§ Work instructions: Output exactly the lines between the line that contains "Definition first: for each instance of the striped" and the last line of the material, counting both.

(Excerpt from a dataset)
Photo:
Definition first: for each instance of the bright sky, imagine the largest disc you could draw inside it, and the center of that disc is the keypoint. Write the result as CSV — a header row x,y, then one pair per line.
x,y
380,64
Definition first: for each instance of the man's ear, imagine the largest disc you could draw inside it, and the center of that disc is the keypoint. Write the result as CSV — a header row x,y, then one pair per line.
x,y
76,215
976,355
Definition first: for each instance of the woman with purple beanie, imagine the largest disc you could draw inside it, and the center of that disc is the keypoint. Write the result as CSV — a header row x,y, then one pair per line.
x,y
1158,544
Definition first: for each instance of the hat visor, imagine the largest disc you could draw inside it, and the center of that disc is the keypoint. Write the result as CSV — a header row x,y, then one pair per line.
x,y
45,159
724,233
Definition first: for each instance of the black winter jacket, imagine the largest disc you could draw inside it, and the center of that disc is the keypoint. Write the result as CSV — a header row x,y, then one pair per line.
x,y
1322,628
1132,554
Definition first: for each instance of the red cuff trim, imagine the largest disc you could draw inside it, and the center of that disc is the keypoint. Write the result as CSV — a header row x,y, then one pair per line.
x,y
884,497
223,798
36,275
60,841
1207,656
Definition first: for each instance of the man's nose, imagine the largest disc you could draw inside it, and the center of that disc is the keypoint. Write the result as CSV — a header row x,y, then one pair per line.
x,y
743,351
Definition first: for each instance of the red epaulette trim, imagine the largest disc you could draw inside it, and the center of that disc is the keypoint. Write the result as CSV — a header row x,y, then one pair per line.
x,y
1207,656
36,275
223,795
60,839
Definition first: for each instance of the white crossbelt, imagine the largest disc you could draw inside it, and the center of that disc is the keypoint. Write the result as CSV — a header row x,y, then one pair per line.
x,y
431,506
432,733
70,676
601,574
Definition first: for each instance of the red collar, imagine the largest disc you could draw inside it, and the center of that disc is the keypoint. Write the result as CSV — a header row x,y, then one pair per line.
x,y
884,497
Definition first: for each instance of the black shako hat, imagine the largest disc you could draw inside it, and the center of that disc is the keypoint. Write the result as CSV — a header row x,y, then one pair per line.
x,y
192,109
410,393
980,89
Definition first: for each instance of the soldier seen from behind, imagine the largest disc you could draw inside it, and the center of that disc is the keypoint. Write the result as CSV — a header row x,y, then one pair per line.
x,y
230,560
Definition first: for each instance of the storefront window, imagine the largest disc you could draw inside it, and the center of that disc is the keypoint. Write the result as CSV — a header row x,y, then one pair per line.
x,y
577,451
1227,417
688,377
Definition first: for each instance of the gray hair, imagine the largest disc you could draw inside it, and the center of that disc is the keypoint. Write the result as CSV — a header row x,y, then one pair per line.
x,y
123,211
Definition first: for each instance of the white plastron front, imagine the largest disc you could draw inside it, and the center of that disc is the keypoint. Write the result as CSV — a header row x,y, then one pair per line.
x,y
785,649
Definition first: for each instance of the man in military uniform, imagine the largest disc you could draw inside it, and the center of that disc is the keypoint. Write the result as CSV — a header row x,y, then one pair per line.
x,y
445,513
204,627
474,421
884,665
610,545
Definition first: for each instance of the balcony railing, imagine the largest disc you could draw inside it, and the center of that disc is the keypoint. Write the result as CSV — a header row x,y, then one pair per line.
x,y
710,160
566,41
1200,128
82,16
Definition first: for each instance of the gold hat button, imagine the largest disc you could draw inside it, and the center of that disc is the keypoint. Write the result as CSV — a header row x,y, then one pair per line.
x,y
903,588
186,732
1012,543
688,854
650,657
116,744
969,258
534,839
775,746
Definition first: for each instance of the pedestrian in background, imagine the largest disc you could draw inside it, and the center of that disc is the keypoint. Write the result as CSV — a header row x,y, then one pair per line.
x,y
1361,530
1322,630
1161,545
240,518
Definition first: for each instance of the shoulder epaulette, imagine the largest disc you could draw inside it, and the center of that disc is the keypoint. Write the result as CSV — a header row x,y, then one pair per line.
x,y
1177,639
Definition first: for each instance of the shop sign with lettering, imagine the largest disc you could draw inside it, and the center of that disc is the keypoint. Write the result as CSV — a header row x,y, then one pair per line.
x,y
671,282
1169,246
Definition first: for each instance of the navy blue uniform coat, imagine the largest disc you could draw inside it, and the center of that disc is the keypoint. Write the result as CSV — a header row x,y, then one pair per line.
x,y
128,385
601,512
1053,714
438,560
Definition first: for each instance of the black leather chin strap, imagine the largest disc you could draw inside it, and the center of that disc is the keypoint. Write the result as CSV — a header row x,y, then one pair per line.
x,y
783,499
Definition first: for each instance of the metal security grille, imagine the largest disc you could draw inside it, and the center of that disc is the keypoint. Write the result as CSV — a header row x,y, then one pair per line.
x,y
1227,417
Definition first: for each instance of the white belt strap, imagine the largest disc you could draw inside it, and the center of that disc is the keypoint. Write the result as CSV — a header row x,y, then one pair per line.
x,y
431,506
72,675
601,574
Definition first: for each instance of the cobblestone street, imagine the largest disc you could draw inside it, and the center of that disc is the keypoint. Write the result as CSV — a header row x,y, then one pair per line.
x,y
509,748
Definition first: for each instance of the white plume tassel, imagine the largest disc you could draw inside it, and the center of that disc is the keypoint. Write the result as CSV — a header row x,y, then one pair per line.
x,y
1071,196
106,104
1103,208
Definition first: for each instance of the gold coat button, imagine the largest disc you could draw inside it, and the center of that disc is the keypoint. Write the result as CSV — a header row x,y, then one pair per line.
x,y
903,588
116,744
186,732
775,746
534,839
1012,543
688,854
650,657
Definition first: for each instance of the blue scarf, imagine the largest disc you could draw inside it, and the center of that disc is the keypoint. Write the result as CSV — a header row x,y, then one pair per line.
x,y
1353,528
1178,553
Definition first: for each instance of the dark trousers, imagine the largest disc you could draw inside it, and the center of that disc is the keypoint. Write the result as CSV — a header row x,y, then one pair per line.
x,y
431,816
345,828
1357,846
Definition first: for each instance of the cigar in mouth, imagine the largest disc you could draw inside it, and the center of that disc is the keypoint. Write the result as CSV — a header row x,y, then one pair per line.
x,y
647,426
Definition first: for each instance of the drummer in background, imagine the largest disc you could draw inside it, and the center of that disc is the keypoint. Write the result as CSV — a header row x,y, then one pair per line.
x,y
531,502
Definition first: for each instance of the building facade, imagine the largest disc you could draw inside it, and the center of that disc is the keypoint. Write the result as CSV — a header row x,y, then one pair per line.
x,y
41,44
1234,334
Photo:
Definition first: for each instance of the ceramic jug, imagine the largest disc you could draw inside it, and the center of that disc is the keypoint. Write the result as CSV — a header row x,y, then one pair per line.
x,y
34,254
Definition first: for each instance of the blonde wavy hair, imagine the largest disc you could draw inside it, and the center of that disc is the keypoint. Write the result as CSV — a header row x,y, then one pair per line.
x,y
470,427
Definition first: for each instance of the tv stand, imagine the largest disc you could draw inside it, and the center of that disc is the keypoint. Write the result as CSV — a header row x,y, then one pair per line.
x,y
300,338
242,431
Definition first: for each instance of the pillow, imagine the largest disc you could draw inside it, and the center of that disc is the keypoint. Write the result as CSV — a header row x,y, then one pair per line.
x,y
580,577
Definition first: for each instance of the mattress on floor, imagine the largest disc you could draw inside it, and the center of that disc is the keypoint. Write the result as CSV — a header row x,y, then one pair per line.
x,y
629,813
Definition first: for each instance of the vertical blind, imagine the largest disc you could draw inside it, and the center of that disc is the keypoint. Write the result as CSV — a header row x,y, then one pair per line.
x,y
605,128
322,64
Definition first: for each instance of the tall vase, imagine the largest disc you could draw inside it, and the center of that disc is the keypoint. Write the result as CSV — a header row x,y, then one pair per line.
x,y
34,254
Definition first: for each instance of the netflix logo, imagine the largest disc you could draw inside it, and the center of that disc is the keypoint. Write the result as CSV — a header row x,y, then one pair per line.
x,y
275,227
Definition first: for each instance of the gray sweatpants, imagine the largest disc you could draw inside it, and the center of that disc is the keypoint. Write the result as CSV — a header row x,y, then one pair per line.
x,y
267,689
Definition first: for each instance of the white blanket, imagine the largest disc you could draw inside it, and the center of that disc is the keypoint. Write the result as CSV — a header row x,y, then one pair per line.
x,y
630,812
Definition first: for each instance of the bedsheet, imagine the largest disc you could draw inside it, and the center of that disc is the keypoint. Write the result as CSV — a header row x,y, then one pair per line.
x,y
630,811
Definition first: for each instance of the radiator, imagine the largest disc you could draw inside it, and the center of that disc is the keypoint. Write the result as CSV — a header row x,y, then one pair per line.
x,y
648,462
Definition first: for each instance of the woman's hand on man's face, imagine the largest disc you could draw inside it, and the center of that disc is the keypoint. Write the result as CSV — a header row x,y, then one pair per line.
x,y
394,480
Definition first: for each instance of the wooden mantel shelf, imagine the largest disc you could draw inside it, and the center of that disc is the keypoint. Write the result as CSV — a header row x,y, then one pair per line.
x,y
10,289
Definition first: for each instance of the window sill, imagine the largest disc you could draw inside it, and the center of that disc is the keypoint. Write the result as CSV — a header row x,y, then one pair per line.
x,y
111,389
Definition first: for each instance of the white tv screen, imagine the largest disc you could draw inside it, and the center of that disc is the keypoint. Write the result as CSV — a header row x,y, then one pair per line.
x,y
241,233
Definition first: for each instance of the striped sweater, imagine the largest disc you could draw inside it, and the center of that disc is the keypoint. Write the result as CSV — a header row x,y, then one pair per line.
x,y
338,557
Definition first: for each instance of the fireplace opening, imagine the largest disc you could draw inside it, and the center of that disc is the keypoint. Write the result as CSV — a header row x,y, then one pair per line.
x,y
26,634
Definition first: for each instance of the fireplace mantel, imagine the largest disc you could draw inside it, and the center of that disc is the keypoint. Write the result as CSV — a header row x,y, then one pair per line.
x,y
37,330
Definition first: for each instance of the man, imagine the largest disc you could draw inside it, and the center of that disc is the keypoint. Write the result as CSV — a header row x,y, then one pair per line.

§ Written answer:
Definition first: for each instance of the striped sweater, imagine the largest disc you could draw inside it, and the center of that disc is the keypoint. Write the result as CSV — a header row x,y, then one pair per line.
x,y
338,557
Definition first: for each instance of the fireplace opening, imagine the largest disc you could draw inside it, and the center of that disc is the keypoint. Write the result as CSV — a header row x,y, then one pair per line.
x,y
26,634
Definition first: for each instance of the fireplace mantel, imagine the largest disc you could draw inside it, and the center of that disc is the keypoint. Write the result as CSV — a header row x,y, then one pair per line.
x,y
37,330
Definition first: for each instance of the man, imagine the largest disc you could draw inside it, and the center of that disc is the keypoint. Write the result as CSV — a header row x,y, then one pair per line.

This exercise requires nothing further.